--- Material provided Enclosed Below ---

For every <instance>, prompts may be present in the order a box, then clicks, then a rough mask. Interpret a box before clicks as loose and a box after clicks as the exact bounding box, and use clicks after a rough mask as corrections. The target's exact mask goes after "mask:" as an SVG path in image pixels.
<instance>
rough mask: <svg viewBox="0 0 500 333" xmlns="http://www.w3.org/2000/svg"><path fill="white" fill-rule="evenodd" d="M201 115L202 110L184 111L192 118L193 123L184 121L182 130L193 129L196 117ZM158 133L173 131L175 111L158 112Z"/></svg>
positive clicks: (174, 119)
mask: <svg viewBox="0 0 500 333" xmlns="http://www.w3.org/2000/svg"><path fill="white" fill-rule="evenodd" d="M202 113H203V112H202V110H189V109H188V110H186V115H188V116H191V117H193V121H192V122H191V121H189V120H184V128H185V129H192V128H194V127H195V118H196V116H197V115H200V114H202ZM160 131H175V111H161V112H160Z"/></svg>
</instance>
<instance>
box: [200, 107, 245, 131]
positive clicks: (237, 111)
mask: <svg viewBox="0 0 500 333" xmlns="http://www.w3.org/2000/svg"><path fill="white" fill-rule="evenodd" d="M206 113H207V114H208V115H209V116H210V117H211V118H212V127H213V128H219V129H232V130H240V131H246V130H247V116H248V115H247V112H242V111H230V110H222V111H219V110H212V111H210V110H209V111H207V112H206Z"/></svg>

--- End of Enclosed Material provided ---

• [What is expected]
Retype the lines from the line with "</instance>" to the line with "positive clicks: (237, 111)", both included, without changing anything.

• [Answer space]
</instance>
<instance>
box: [200, 107, 245, 131]
positive clicks: (237, 111)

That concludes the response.